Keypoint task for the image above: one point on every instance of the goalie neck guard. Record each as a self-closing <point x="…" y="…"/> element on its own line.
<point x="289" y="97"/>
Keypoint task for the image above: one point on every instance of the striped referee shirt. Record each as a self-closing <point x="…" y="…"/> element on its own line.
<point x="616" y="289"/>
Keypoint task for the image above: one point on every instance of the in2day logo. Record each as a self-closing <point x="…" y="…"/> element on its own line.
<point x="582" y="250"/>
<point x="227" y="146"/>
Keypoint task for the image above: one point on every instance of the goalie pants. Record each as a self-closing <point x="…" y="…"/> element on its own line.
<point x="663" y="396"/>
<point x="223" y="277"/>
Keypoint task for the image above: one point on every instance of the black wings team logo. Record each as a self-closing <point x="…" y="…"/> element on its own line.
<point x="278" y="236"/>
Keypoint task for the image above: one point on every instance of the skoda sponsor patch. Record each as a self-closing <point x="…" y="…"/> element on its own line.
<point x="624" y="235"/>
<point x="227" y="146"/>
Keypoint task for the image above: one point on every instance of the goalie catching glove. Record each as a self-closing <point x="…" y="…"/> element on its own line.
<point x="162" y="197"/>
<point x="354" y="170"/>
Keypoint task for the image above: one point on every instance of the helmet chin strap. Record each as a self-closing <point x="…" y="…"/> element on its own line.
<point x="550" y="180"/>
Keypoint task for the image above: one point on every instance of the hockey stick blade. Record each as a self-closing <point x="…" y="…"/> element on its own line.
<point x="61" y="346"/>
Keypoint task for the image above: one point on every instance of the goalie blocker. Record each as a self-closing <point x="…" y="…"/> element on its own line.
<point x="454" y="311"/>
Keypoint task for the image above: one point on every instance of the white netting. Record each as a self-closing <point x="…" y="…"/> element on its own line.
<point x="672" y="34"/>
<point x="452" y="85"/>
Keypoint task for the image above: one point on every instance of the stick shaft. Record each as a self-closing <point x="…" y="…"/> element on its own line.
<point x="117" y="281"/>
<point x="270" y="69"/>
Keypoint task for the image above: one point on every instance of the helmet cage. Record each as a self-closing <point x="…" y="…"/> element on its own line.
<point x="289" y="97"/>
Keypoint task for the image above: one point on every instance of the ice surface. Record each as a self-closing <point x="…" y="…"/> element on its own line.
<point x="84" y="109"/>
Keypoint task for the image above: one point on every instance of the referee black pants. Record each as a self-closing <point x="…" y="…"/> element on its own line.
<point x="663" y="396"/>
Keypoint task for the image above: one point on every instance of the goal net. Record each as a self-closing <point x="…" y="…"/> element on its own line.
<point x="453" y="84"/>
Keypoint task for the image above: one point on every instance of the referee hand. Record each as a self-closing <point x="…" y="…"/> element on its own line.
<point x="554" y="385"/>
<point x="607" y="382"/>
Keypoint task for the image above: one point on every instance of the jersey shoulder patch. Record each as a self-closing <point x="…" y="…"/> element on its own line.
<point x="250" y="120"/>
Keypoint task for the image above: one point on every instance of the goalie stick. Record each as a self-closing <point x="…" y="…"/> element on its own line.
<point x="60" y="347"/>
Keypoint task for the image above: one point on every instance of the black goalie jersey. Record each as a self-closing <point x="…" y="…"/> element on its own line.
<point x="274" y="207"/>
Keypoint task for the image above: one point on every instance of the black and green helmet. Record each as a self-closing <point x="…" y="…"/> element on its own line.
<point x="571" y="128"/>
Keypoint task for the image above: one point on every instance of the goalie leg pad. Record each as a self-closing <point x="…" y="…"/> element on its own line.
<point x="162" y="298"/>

Aim:
Copy, word for word, everything from the line containing "the goalie leg" down through the last line of the items.

Reply to the task:
Keypoint task for the image above: one point on every instance of the goalie leg pad. Record each as a self-closing <point x="…" y="…"/> element on its own line.
<point x="162" y="298"/>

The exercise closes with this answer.